THE REQUEST:
Copy the records verbatim from their beginning through the line containing "POLYGON ((695 355, 700", including that line. Omit the pictures from your copy.

DATASET RECORDS:
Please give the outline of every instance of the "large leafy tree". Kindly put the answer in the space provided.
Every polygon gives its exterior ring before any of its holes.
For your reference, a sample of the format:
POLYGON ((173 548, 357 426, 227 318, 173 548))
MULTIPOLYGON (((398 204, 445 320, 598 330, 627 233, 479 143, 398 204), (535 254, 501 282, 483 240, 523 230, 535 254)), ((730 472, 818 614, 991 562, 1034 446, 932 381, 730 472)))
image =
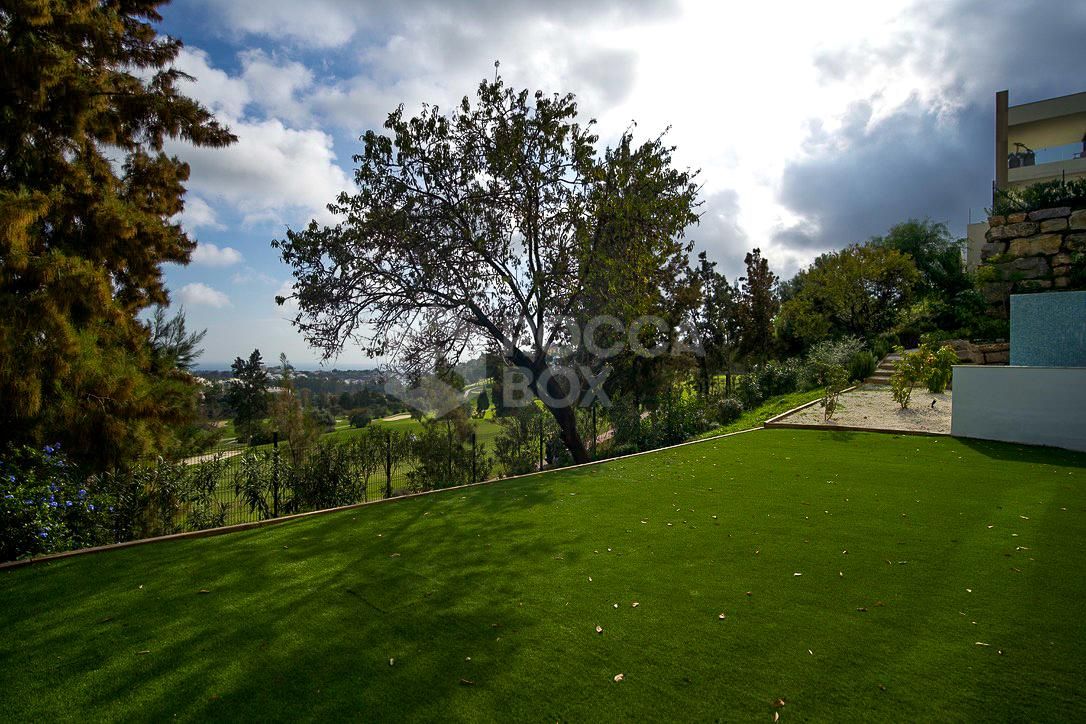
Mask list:
MULTIPOLYGON (((631 309, 668 296, 660 282, 685 266, 696 221, 693 174, 660 138, 636 145, 628 132, 597 154, 572 96, 501 78, 452 114, 399 109, 384 126, 363 137, 358 191, 329 206, 342 220, 276 242, 294 269, 298 328, 326 356, 355 342, 429 370, 489 344, 544 402, 581 398, 584 379, 557 373, 555 351, 576 346, 566 320, 595 314, 603 294, 631 309)), ((586 460, 576 410, 548 407, 586 460)))
POLYGON ((0 445, 61 440, 118 463, 193 410, 139 319, 168 303, 161 265, 194 245, 172 220, 189 169, 163 144, 235 138, 178 92, 160 4, 0 7, 0 445))
MULTIPOLYGON (((283 374, 290 379, 289 365, 283 358, 283 374)), ((238 357, 230 365, 233 379, 226 390, 226 404, 233 411, 233 428, 239 442, 249 442, 268 414, 268 370, 260 350, 253 350, 249 359, 238 357)), ((290 386, 294 399, 293 385, 290 386)))
POLYGON ((868 244, 910 256, 920 272, 919 293, 950 300, 973 285, 965 271, 962 242, 950 236, 946 224, 909 219, 892 226, 884 237, 873 237, 868 244))
POLYGON ((773 347, 773 318, 781 308, 778 277, 760 249, 748 252, 743 261, 746 276, 740 277, 740 351, 756 361, 766 361, 773 347))
POLYGON ((912 258, 888 246, 853 244, 823 254, 784 303, 781 333, 799 346, 825 336, 876 336, 894 327, 919 281, 912 258))
POLYGON ((695 355, 700 388, 709 392, 712 376, 724 371, 725 389, 731 389, 731 371, 740 342, 738 291, 728 278, 717 271, 705 252, 697 264, 687 269, 687 277, 700 292, 691 310, 691 331, 696 342, 695 355))

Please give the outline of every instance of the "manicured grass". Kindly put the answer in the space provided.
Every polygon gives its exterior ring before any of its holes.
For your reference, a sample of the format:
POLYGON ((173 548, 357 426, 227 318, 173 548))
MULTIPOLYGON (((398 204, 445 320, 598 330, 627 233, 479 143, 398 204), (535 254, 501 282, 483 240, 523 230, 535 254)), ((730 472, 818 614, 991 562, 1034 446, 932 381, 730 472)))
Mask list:
POLYGON ((757 431, 0 572, 0 711, 1083 721, 1084 513, 1084 455, 757 431))

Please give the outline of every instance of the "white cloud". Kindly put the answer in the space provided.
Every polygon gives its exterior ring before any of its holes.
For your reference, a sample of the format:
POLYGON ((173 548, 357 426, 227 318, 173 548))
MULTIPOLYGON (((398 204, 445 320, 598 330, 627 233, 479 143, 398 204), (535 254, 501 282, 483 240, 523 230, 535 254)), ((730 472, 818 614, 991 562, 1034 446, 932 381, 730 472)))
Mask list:
POLYGON ((215 214, 215 209, 211 205, 201 199, 190 194, 185 196, 185 211, 175 216, 172 219, 175 224, 180 221, 181 227, 187 231, 191 232, 197 229, 224 229, 226 228, 218 223, 218 217, 215 214))
POLYGON ((241 252, 232 246, 216 246, 202 241, 192 252, 192 263, 200 266, 232 266, 241 263, 241 252))
POLYGON ((231 78, 218 68, 212 67, 207 53, 199 48, 182 48, 174 66, 192 76, 182 80, 181 92, 190 96, 216 114, 238 118, 245 110, 250 96, 243 80, 231 78))
POLYGON ((313 85, 313 73, 307 67, 296 61, 276 63, 263 50, 242 52, 241 64, 241 79, 268 117, 295 124, 311 119, 308 107, 299 98, 313 85))
POLYGON ((336 163, 331 136, 278 119, 233 122, 230 129, 238 142, 225 149, 171 149, 191 166, 190 188, 233 204, 247 224, 330 220, 325 206, 351 186, 336 163))
POLYGON ((199 281, 181 287, 181 291, 178 292, 178 296, 181 297, 181 302, 184 304, 189 306, 207 306, 215 308, 230 306, 229 296, 217 289, 212 289, 207 284, 199 281))

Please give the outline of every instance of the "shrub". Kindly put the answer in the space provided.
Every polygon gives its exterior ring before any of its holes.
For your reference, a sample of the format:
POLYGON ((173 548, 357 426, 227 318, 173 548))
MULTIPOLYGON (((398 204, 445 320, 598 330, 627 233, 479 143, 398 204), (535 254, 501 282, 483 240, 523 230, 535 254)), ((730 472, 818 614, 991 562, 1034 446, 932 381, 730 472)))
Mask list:
MULTIPOLYGON (((831 370, 838 367, 845 370, 850 369, 853 358, 861 352, 863 352, 863 342, 855 336, 819 342, 807 353, 807 360, 804 363, 800 376, 801 386, 807 390, 825 386, 831 370)), ((873 367, 872 371, 874 371, 873 367)))
POLYGON ((716 397, 711 405, 712 419, 717 424, 731 424, 743 416, 743 403, 735 397, 716 397))
POLYGON ((332 415, 330 409, 325 407, 315 407, 310 410, 310 419, 313 420, 321 432, 331 432, 336 429, 336 416, 332 415))
POLYGON ((841 365, 833 365, 825 370, 822 381, 825 390, 819 404, 822 406, 822 418, 829 422, 837 411, 841 393, 848 386, 848 371, 841 365))
POLYGON ((522 475, 539 465, 539 415, 534 407, 510 408, 507 417, 500 417, 502 430, 494 439, 494 456, 502 466, 502 474, 522 475))
POLYGON ((432 491, 478 482, 490 477, 492 461, 485 445, 472 457, 470 427, 458 420, 425 419, 415 439, 415 468, 407 473, 413 490, 432 491))
POLYGON ((992 203, 992 213, 1002 215, 1082 205, 1086 205, 1086 179, 1055 179, 1025 187, 998 189, 992 203))
POLYGON ((757 365, 740 378, 735 396, 745 409, 754 409, 769 397, 795 392, 803 377, 803 366, 795 358, 757 365))
POLYGON ((948 344, 943 345, 938 352, 934 353, 930 345, 923 345, 921 350, 925 353, 927 390, 934 393, 945 392, 954 376, 954 366, 958 364, 958 353, 948 344))
POLYGON ((60 445, 14 448, 0 460, 0 561, 111 543, 112 511, 60 445))
POLYGON ((372 419, 366 410, 351 412, 351 416, 348 418, 352 428, 365 428, 372 419))
POLYGON ((862 381, 875 373, 879 363, 875 356, 867 350, 860 350, 848 363, 848 378, 850 380, 862 381))
POLYGON ((641 410, 634 404, 633 398, 626 395, 616 395, 610 409, 608 410, 611 428, 615 430, 616 445, 630 445, 636 449, 644 449, 643 421, 641 410))
POLYGON ((677 390, 668 392, 646 423, 644 446, 647 448, 675 445, 711 427, 703 397, 677 390))
POLYGON ((892 346, 893 345, 891 345, 891 343, 882 336, 874 341, 871 345, 871 353, 875 356, 876 365, 885 359, 886 355, 889 354, 892 346))
POLYGON ((906 352, 905 347, 900 346, 897 347, 897 353, 901 355, 901 358, 894 363, 894 373, 889 378, 889 389, 894 402, 900 405, 901 409, 906 409, 909 407, 909 399, 912 397, 913 389, 926 380, 925 353, 922 350, 906 352))
POLYGON ((766 393, 758 384, 757 374, 744 374, 735 384, 735 396, 744 409, 754 409, 766 399, 766 393))

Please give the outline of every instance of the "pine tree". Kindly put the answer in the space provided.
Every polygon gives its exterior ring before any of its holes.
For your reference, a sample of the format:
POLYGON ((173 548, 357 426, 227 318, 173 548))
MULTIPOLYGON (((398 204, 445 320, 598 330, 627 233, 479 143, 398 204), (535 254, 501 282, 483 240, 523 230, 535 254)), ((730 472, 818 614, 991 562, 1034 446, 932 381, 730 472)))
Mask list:
MULTIPOLYGON (((253 350, 249 359, 238 357, 230 369, 233 371, 233 379, 226 391, 226 403, 233 410, 238 442, 248 443, 268 414, 268 371, 264 367, 260 350, 253 350)), ((289 371, 286 373, 290 374, 289 371)))
POLYGON ((168 303, 162 264, 189 167, 167 138, 236 138, 177 90, 159 0, 7 0, 0 10, 0 448, 61 441, 103 466, 163 449, 195 408, 139 315, 168 303))
POLYGON ((760 249, 744 258, 747 276, 740 277, 738 321, 740 348, 756 361, 769 359, 773 346, 773 318, 781 308, 776 291, 776 275, 769 270, 769 261, 760 249))

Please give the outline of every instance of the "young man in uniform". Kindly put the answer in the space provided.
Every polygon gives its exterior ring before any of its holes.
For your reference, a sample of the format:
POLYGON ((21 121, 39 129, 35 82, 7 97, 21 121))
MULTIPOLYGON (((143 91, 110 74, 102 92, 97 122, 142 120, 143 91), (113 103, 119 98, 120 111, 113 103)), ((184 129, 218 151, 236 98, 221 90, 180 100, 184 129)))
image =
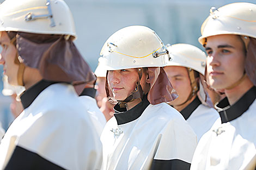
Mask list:
POLYGON ((255 169, 256 5, 210 10, 199 41, 205 48, 207 82, 226 98, 216 105, 221 124, 201 138, 191 169, 255 169))
POLYGON ((130 26, 101 52, 108 66, 107 96, 115 102, 104 128, 102 169, 189 169, 196 135, 166 103, 176 93, 163 66, 168 52, 155 32, 130 26))
POLYGON ((0 169, 99 169, 100 141, 75 91, 95 79, 72 42, 68 5, 7 0, 0 20, 4 74, 26 88, 24 110, 0 144, 0 169))
POLYGON ((218 112, 210 107, 212 104, 200 81, 206 56, 202 50, 188 44, 174 45, 167 49, 173 60, 164 67, 164 71, 179 95, 168 104, 182 115, 199 141, 220 117, 218 112), (205 99, 209 100, 207 103, 205 99))

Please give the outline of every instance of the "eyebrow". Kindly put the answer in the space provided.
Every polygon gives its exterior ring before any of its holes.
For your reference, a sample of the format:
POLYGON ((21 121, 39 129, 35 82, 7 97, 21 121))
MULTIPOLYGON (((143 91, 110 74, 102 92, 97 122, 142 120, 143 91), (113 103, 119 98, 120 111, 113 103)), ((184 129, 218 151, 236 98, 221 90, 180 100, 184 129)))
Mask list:
MULTIPOLYGON (((229 45, 219 45, 218 46, 218 48, 235 48, 234 47, 229 45)), ((205 48, 205 50, 209 50, 211 49, 211 48, 207 47, 205 48)))
POLYGON ((172 77, 183 77, 184 75, 181 75, 181 74, 176 74, 175 75, 173 75, 172 77))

PROBLEM SOLUTION:
Please give the outline of every instance of the "large leafy tree". Kindly put the answer in the space provided.
Every polygon gives its exterior ring before any of its holes.
For your reference, a sample of the format:
POLYGON ((173 548, 357 426, 227 318, 173 548))
MULTIPOLYGON (((398 204, 445 320, 598 330, 627 233, 479 143, 398 204), (535 254, 501 282, 483 240, 523 230, 535 254)), ((730 472, 818 614, 991 562, 1034 446, 932 381, 730 472)))
image =
Mask list:
MULTIPOLYGON (((631 309, 668 296, 660 282, 685 266, 696 221, 693 174, 660 138, 636 145, 628 132, 597 154, 572 96, 501 78, 452 114, 399 109, 384 126, 363 137, 358 191, 329 206, 342 220, 276 242, 294 269, 298 328, 326 356, 355 342, 429 370, 489 344, 544 402, 581 398, 584 379, 557 373, 555 351, 576 346, 566 320, 595 314, 603 294, 631 309)), ((586 460, 576 410, 548 407, 586 460)))
POLYGON ((0 445, 61 440, 118 463, 193 410, 139 319, 168 303, 161 265, 194 245, 172 220, 189 169, 163 144, 235 138, 178 92, 160 4, 0 7, 0 445))
MULTIPOLYGON (((283 374, 290 379, 289 365, 283 358, 283 374)), ((238 357, 230 365, 233 379, 226 390, 226 404, 233 411, 233 428, 239 442, 249 442, 268 414, 268 370, 260 350, 253 350, 249 359, 238 357)), ((290 386, 294 399, 293 385, 290 386)))
POLYGON ((868 244, 910 256, 920 272, 919 293, 950 300, 973 285, 965 271, 962 242, 950 236, 946 224, 909 219, 892 226, 884 237, 873 237, 868 244))
POLYGON ((773 347, 773 318, 781 308, 778 277, 760 249, 748 252, 743 261, 746 276, 740 277, 740 351, 756 361, 766 361, 773 347))
POLYGON ((912 258, 888 246, 853 244, 823 254, 784 303, 781 333, 799 346, 825 336, 876 336, 894 327, 919 281, 912 258))
POLYGON ((695 355, 700 388, 709 392, 712 376, 724 371, 725 389, 731 389, 731 371, 740 342, 738 291, 728 278, 717 271, 705 252, 697 264, 687 269, 687 277, 700 292, 691 310, 691 331, 696 342, 695 355))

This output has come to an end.